• **JOB 1**: In the article on timekeeping clocks below, what does System.currentTimeMillis() retrieve?

• **SELECTION**:
“Time is the scarcest resource and unless it is managed, nothing else can be managed.” — Peter Drucker

Definition of Clocks 🕐

1. The Monotonic Clock: A Consistent Timekeeper

The Monotonic clock is a reliable time source that guarantees non-decreasing time values, meaning it only moves forward and remains unaffected by system clock changes such as manual adjustments or daylight saving time.

Advantages of Monotonic Clock:

• Consistency: Ideal for measuring elapsed time as it remains unaffected by system clock modifications.
• Reliability: Provides a stable time reference, essential for performance benchmarking and timeout operations.

Disadvantages of Monotonic Clock:

• Lacks Real-World Context: Doesn’t provide actual date and time, making it unsuitable for logging or time stamping events.

2. The Wall Clock: Real-World Time Representation

The Wall clock represents the system clock, reflecting the current date and time as perceived by the user. It is subject to changes and adjustments like daylight saving time or manual updates.

Advantages of Wall Clock:

• Contextual Relevance: Provides real-world date and time, making it useful for logging, scheduling, and time stamping events.
• User-Friendly: Aligns with human perception of time, making it easier to understand in context-sensitive applications.

Disadvantages of Wall Clock:

• Inconsistency: Susceptible to changes that can disrupt time measurements, potentially causing inaccuracies in elapsed time calculations.

Now that we know what clocks are available in the system, now let’s see how do we practically use them.

Current Approach

System.currentTimeMillis() is a commonly used method to retrieve the current time in milliseconds since the Unix epoch (January 1, 1970). Despite its popularity, it has significant drawbacks.

How System.currentTimeMillis() works:

• Retrieves time from the system clock, which can be adjusted manually or automatically.
• Can return inconsistent values if the system time is changed during execution.

Drawbacks of System.currentTimeMillis():

• Inaccuracy: Unreliable for measuring elapsed time due to possible system clock adjustments.
• Inconsistency: Can lead to errors in applications requiring precise time intervals, such as animations or timeout mechanisms.

Measuring Time in Kotlin

Traditional Time Measurement Approach

Before Kotlin’s Timing API, we resorted to various methods to measure time, like using System.nanoTime() or System.currentTimeMillis() . While they work perfectly, they come with their own set of challenges.

Crafting custom timing solutions often lead to verbose and intricate code. Managing start and end times manually resulted in code that was not only repetitive but also prone to errors.

import java.lang.System

fun main() {
    // Record the start time
    val startTime = System.nanoTime()

    // Code block whose execution time we want to measure
    Thread.sleep(200) // Simulating some work with a sleep of 200 milliseconds

    // Record the end time
    val endTime = System.nanoTime()

    // Calculate the elapsed time in nanoseconds
    val elapsedTime = endTime - startTime

    // Convert the elapsed time to milliseconds for better readability
    val elapsedTimeMillis = elapsedTime / 1_000_000

    println("Elapsed time: $elapsedTime ns")
    println("Elapsed time: $elapsedTimeMillis ms")

• **DATA LINES**:
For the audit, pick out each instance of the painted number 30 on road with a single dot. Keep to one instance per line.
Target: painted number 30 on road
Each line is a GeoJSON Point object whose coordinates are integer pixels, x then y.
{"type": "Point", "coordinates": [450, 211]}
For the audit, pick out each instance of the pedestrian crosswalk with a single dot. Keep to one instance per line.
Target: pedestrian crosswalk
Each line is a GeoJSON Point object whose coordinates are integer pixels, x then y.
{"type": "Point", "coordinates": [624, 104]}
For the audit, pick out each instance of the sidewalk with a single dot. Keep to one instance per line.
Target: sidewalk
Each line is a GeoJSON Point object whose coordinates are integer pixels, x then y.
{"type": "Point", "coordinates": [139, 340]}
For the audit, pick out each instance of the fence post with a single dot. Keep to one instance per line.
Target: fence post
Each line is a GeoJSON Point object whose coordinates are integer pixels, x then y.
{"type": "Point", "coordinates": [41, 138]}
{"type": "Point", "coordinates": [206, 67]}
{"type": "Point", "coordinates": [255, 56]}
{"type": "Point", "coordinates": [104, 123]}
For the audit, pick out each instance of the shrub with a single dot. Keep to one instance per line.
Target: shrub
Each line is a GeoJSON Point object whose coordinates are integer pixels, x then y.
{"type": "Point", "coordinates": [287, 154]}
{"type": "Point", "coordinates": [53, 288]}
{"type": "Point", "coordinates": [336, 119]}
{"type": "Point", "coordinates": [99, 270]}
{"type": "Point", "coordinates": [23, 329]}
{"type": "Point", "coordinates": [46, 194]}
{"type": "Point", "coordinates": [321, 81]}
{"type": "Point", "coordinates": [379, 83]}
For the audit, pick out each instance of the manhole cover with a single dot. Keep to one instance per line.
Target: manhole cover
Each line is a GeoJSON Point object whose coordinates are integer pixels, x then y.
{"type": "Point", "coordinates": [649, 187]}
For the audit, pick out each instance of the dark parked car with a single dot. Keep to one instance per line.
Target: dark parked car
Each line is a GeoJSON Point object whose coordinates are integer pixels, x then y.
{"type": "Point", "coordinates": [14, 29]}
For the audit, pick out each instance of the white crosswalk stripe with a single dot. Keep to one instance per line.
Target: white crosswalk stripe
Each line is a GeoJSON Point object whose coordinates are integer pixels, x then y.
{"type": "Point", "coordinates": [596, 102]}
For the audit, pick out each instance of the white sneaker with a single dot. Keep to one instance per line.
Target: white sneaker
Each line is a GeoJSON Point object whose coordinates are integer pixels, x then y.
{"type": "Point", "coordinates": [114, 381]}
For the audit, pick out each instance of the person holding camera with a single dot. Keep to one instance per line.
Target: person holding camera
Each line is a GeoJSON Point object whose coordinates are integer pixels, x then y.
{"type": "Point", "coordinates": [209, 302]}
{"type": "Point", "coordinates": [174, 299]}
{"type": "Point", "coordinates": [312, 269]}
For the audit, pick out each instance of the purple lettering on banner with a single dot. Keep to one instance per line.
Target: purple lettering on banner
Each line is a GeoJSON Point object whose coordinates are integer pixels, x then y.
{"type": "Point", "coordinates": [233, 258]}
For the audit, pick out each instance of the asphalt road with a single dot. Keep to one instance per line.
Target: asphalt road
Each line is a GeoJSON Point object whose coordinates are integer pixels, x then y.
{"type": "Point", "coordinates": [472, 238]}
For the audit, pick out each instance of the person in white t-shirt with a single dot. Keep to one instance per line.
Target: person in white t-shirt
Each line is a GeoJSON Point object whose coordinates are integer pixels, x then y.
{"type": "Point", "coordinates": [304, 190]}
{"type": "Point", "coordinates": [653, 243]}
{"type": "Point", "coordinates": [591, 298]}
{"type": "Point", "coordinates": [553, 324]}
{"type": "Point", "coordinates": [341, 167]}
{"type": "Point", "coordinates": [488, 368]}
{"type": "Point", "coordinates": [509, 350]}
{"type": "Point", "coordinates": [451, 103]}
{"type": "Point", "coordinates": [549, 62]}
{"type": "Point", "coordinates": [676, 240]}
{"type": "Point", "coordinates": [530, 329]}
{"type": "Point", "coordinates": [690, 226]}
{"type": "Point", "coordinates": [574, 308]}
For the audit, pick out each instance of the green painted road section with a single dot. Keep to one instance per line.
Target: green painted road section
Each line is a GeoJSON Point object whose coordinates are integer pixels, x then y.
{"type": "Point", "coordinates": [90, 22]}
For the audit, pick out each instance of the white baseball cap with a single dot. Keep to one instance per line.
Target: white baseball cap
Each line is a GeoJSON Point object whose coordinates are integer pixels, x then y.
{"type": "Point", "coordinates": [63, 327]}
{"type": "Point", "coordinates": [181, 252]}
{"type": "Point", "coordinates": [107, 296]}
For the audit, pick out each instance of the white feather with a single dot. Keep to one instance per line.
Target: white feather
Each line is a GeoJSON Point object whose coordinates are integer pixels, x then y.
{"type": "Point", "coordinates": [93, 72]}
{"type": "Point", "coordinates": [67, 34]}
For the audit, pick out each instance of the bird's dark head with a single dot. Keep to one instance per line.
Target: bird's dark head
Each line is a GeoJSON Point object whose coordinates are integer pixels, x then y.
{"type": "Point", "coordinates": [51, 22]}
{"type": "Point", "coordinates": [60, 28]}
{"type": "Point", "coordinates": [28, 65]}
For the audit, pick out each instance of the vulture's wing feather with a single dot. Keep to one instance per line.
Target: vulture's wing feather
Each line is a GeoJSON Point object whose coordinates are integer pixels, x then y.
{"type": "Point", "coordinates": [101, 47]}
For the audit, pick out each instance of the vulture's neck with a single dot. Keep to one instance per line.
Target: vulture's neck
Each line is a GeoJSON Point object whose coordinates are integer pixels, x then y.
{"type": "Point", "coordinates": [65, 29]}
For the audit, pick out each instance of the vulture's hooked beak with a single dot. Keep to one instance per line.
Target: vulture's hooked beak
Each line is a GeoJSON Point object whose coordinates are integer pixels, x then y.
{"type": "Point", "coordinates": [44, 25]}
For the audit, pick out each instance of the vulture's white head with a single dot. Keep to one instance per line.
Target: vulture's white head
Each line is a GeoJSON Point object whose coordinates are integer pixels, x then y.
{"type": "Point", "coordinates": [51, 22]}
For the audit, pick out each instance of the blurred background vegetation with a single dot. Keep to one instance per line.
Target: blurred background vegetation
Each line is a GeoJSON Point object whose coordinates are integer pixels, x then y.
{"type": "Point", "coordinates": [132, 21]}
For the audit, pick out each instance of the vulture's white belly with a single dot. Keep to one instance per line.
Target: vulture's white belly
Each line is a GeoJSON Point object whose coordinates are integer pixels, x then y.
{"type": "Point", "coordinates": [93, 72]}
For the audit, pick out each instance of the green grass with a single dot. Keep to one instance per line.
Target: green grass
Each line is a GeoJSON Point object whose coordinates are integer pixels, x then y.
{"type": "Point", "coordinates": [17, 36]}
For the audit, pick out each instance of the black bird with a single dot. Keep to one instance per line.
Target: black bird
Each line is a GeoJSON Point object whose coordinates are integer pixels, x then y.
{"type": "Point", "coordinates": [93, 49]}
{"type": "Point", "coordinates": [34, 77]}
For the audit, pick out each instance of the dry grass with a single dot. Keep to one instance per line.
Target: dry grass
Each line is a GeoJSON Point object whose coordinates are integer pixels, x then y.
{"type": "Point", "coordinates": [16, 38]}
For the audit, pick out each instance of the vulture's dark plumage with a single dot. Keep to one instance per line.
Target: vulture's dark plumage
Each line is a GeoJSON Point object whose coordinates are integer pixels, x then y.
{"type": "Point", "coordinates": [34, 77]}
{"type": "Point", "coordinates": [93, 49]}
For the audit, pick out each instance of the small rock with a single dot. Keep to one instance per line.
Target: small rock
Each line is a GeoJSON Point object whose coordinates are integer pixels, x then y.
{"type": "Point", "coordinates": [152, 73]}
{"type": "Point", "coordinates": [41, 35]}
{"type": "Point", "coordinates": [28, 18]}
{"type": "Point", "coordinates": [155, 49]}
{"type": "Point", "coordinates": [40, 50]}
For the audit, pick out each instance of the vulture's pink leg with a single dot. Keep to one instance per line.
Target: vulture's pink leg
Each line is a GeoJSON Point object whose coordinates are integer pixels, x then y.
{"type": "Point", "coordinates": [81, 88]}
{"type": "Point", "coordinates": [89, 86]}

• **JOB 2**: Gather every line of the records above that contains the word "feather". Case counts, so match uppercase and lowercase exactly.

• **FULL RESPONSE 1**: The current time in milliseconds since the Unix epoch (January 1, 1970).

• **FULL RESPONSE 2**:
For the audit, pick out each instance of the white feather with a single dot. Keep to one instance per line.
Target: white feather
For the audit, pick out each instance of the vulture's wing feather with a single dot. Keep to one instance per line.
Target: vulture's wing feather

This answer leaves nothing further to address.